• [Aim of the exercise]:
In the OpenTelemetry tracing page, what service name is reported in traces by default?

┌─ Given text

Skip to content

OpenTelemetry Tracing

SPYDER supports distributed tracing via OpenTelemetry (OTEL). Traces capture the lifecycle of each domain crawl, from DNS resolution through TLS analysis and HTTP fetching, providing visibility into per-domain processing time and failure modes.

Configuration

Command-Line Flags

FlagDefaultDescription
-otel_endpoint"" (disabled)OTLP HTTP endpoint in host:port format
-otel_insecuretrueUse plain HTTP instead of HTTPS for OTLP
-otel_servicespyder-probeService name reported in traces

Enable Tracing

bash
# Send traces to a local Jaeger instance
./bin/spyder -domains=domains.txt \
  -otel_endpoint=localhost:4318 \
  -otel_insecure=true \
  -otel_service=spyder-probe

# Send traces to a remote collector with TLS
./bin/spyder -domains=domains.txt \
  -otel_endpoint=otel-collector.monitoring.internal:4318 \
  -otel_insecure=false \
  -otel_service=spyder-prod-us-west

Disable Tracing

Tracing is disabled by default. When -otel_endpoint is empty (the default), no trace data is collected or exported, and there is no performance overhead.

bash
# Tracing disabled (default)
./bin/spyder -domains=domains.txt

# Explicitly disabled
./bin/spyder -domains=domains.txt -otel_endpoint=""

Configuration via YAML

yaml
# config.yaml
otel_endpoint: "jaeger.monitoring.internal:4318"
otel_insecure: false
otel_service: "spyder-production"
bash
./bin/spyder -config=config.yaml -domains=domains.txt

OTLP HTTP Exporter

SPYDER uses the OTLP HTTP exporter (otlptracehttp) to send trace data. This exporter sends trace spans as Protocol Buffers over HTTP to port 4318 (the standard OTLP HTTP port).

How It Works

The telemetry subsystem initializes the exporter at startup:

go
// internal/telemetry/otel.go
func Init(ctx context.Context, endpoint, serviceName string, insecure bool) (func(context.Context) error, error) {
    if endpoint == "" {
        return func(context.Context) error { return nil }, nil
    }
    clientOpts := []otlptracehttp.Option{otlptracehttp.WithEndpoint(endpoint)}
    if insecure {
        clientOpts = append(clientOpts, otlptracehttp.WithInsecure())

└─
┌─ Given data

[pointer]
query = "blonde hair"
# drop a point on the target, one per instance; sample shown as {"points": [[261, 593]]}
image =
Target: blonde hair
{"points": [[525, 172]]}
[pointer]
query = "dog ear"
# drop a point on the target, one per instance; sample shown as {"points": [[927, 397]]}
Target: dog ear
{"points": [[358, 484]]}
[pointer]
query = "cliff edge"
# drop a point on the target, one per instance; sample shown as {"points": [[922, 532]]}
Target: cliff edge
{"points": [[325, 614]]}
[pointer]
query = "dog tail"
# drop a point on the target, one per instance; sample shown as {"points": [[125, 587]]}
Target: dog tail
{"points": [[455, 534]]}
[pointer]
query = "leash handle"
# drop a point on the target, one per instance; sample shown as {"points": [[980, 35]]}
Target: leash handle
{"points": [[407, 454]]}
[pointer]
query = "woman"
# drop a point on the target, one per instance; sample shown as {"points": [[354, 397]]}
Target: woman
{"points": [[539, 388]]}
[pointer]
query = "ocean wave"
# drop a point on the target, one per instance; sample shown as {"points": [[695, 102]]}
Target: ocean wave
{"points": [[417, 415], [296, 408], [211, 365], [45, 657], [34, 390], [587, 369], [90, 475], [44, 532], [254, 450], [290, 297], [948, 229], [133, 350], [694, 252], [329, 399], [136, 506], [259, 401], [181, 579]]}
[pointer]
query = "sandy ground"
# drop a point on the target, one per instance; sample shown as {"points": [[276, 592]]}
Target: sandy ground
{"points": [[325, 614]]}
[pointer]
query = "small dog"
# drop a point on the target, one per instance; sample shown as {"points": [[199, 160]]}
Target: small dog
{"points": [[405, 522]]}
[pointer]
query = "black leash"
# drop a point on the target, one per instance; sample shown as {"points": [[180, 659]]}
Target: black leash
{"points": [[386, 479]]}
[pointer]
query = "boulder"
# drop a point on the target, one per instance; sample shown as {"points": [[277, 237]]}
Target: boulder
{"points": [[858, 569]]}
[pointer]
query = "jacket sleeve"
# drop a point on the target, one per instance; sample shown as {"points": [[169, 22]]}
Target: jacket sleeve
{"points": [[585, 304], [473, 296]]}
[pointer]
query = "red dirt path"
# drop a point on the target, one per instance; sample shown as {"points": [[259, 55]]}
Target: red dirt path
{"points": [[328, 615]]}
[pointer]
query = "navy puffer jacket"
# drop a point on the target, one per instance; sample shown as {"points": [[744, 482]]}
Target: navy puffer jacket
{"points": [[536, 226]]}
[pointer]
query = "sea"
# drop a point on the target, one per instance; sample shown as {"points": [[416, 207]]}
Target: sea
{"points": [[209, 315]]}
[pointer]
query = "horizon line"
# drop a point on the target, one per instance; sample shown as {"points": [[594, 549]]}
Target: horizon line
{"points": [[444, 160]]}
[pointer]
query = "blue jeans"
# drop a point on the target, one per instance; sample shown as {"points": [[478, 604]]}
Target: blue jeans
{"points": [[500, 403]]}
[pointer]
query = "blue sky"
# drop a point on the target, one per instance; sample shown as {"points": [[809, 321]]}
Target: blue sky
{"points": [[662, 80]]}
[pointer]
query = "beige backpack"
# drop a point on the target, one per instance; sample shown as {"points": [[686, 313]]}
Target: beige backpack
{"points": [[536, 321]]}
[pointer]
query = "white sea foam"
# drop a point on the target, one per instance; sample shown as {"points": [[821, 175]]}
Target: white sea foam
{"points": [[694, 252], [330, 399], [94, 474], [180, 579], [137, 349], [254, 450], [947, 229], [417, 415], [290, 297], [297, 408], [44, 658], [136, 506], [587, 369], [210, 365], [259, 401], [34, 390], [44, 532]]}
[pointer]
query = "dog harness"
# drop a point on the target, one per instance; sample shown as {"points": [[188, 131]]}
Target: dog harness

└─

• [The output]:
spyder-probe